- OBJECTIVE 1
In the listing, rewrite the part starting at the line that contains "the wooden pillar" and ending at the end of the listing, replacing "disc" with "circle" and leaving everything else unchanged.

- EXCERPTED TEXT
--
Hydrothermal processes (HTP) enable diverse and attractive applications. HTP can efficiently convert biomass - and in particular highly-wet, biogenic residues and waste materials - under increased pressure and temperature into high-quality refined solid, liquid or gaseous carbonaceous products. A large variety of starting materials can be used to make a wide range of products available. Thus, HTP sustainably contribute to resource protection and are an essential component of a future bioeconomy.
Hydrothermal processes can be divided into hydrothermal carbonisation (HTC), hydrothermal liquefaction (HTL) and hydrothermal gasification (HTG), since different products are created with increasing temperatures and pressures.
Work at DBFZ mainly focusses on carbonisation and liquefaction. Due to the use of advanced equipment, a large number of research projects have already been successfully carried out. The expertise acquired at DBFZ is based primarily on the use of biogenic residues.
Hydrothermal carbonisation (HTC)
Hydrothermal carbonisation (HTC) converts wet biogenic residues into so-called hydrochar. The process uses the unusual properties of liquid water at high temperature (180-280 °C) and high pressure (10-65 bar). In addition to its properties as a solvent, water also functions as a reaction partner and heat carrier.
--
(Listing from a dataset)
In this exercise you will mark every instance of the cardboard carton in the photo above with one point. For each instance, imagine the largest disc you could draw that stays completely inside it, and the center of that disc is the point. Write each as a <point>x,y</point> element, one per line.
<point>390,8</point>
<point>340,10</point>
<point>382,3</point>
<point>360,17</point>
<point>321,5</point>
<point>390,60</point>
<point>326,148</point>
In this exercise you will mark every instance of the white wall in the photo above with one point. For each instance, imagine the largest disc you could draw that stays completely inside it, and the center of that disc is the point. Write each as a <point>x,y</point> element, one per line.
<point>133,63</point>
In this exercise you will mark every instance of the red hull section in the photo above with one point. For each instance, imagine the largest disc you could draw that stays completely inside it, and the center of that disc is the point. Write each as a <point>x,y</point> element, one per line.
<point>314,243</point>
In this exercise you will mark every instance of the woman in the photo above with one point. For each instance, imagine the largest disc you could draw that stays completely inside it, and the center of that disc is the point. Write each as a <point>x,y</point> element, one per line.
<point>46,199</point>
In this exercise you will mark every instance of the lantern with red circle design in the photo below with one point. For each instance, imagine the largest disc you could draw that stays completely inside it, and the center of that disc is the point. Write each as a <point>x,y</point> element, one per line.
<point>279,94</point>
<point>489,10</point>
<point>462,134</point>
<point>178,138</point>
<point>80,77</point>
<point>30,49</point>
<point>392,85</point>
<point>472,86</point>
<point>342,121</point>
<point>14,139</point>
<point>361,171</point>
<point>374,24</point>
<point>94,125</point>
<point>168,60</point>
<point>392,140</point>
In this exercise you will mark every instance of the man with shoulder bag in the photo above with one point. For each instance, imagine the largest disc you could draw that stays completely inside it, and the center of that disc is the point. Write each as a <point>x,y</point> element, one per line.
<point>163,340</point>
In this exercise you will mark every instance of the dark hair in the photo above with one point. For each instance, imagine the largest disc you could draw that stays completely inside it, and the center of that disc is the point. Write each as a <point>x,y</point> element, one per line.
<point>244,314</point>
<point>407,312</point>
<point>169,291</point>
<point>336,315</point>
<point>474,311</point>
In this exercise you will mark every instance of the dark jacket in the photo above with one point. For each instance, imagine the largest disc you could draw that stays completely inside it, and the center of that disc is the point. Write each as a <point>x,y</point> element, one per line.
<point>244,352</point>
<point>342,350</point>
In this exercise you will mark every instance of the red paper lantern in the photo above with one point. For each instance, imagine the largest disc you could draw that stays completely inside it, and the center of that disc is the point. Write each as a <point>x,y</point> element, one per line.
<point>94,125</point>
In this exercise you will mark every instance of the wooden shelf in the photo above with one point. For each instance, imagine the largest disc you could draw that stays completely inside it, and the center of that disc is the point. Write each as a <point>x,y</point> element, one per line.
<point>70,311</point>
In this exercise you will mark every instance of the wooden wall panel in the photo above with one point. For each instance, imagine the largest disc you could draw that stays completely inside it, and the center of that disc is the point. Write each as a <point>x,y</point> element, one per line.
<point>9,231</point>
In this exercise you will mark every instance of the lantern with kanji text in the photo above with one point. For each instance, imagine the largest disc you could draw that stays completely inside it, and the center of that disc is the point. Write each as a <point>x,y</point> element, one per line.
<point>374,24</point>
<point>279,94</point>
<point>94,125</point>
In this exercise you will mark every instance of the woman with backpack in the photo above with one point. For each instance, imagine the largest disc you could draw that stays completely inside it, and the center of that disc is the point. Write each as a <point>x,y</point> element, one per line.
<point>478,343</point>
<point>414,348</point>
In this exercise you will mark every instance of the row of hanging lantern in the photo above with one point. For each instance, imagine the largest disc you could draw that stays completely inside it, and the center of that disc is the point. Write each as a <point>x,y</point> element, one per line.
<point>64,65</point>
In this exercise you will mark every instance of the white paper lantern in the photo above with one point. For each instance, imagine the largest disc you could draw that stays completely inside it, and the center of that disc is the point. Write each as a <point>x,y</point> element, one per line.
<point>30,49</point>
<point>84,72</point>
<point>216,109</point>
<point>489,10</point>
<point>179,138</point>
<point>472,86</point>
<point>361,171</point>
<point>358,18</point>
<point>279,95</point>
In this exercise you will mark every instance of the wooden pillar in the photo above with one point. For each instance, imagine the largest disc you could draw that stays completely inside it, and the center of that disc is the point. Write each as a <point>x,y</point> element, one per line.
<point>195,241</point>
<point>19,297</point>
--
- OBJECTIVE 2
Pick up the excerpted text on hydrothermal processes where it stops and write what comes next.

- EXPECTED OUTPUT 1
In this exercise you will mark every instance of the wooden pillar in the photo above with one point. For each instance, imagine the largest circle you could draw that stays completely inside it, and the center of that circle is the point. Write each as a <point>x,y</point> element, one per line.
<point>195,241</point>
<point>19,297</point>

- EXPECTED OUTPUT 2
Biomass is rich in chemically bound oxygen. During HTC, so-called dehydration reactions take place, in which the chemically bound oxygen is split off in the form of water. What remains is the carbon contained in the biomass, now at significantly increased concentration.
The resulting hydrochar can be used for various applications. In addition to an energetic use (combustion or gasification), it can also be used e.g. as activated carbon or soil additive. Additionally, the HTC process enables the recovery of valuable nutrients such as nitrogen and phosphorus when using nutrient-rich, biogenic residues such as sewage sludge or liquid manure. These residues are the largest domestic sources of phosphorus for agriculture, but their application on agricultural land causes high nitrogen and phosphorus emissions to bodies of water and air. Nutrient recovery would help to sustainably close those nutrient cycles and protect the environment.
During HTC, bio-based platform chemicals also form in the process water. Under controlled process conditions interesting compounds such as 5-hydroxymethylfurfural (HMF), furfural and levulinic acid can be obtained. Those compounds are suitable, for the production of plastics, fuel precursors or additives and can replace fossil-based products. The HTC process water can also be used for biogas production.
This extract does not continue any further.